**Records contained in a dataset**
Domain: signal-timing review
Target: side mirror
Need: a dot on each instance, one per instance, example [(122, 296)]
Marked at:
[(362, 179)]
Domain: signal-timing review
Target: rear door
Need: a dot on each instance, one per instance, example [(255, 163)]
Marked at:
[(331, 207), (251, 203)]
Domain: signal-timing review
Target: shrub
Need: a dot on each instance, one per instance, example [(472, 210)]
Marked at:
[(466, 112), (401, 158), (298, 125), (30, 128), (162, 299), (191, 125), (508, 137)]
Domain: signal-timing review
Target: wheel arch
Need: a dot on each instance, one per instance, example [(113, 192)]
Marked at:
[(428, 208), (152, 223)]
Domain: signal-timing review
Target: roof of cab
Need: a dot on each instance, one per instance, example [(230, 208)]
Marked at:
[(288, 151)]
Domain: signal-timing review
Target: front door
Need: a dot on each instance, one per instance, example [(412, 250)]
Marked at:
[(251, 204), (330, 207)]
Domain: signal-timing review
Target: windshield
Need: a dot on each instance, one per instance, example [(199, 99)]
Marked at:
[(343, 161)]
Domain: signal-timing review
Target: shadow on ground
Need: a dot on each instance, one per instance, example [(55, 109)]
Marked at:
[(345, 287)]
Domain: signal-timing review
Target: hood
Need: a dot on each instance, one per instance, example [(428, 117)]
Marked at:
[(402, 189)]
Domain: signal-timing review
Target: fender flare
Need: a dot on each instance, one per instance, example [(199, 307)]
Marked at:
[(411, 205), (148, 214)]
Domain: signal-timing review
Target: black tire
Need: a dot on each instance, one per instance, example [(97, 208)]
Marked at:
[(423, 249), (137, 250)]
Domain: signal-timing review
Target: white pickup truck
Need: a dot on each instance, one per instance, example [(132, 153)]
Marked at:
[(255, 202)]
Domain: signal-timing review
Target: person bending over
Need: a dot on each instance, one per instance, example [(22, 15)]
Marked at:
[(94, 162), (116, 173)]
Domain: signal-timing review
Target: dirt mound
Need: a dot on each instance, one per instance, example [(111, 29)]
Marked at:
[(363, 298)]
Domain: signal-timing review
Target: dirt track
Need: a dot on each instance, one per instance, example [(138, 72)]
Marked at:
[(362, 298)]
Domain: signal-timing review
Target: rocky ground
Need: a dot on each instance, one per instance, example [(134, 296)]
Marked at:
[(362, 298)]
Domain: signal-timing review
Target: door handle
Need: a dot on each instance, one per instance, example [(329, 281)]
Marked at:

**DESCRIPTION OF THE TASK**
Only lines with the word "dirt" are wanted; pull each of them from the records.

**SOLVED EXERCISE**
Target: dirt mound
Target: dirt track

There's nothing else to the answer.